**Goal:**
Return every line of the records below as a JSON list of strings, one string per line, with blank lines left out. Leave the pictures out of the list.

**Material provided:**
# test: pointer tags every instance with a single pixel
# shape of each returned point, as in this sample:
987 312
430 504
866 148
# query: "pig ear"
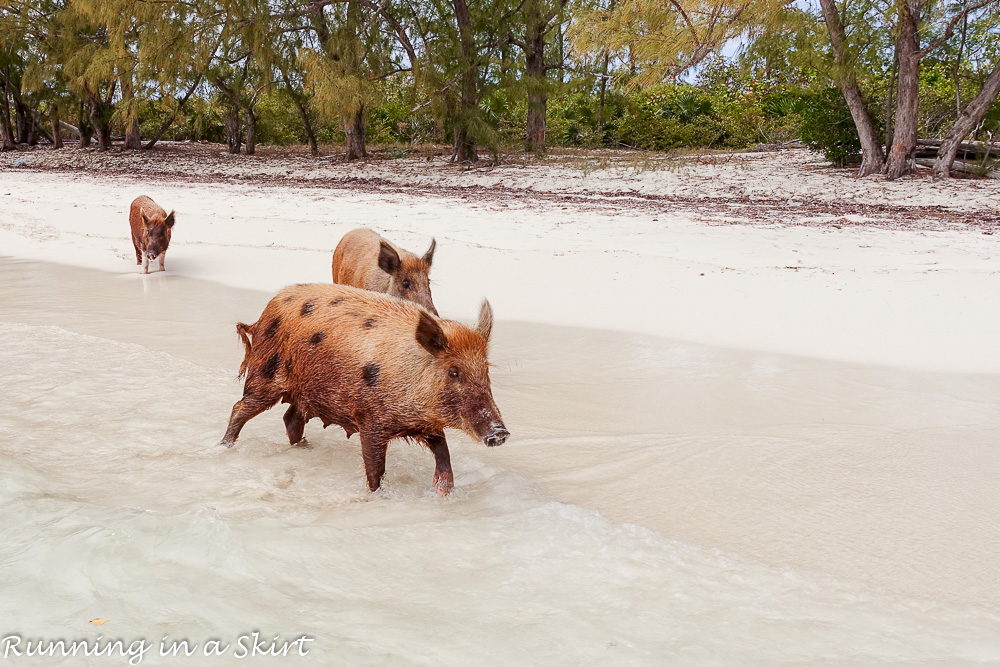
388 258
430 335
429 255
485 325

**Written answer:**
[
  "# test: pointer tags every instance with a single pixel",
  "# shape of each returned point, as in this sample:",
  "987 312",
  "430 504",
  "866 148",
  "# query: \"pig ear\"",
  "388 258",
  "430 335",
  "429 255",
  "485 325"
]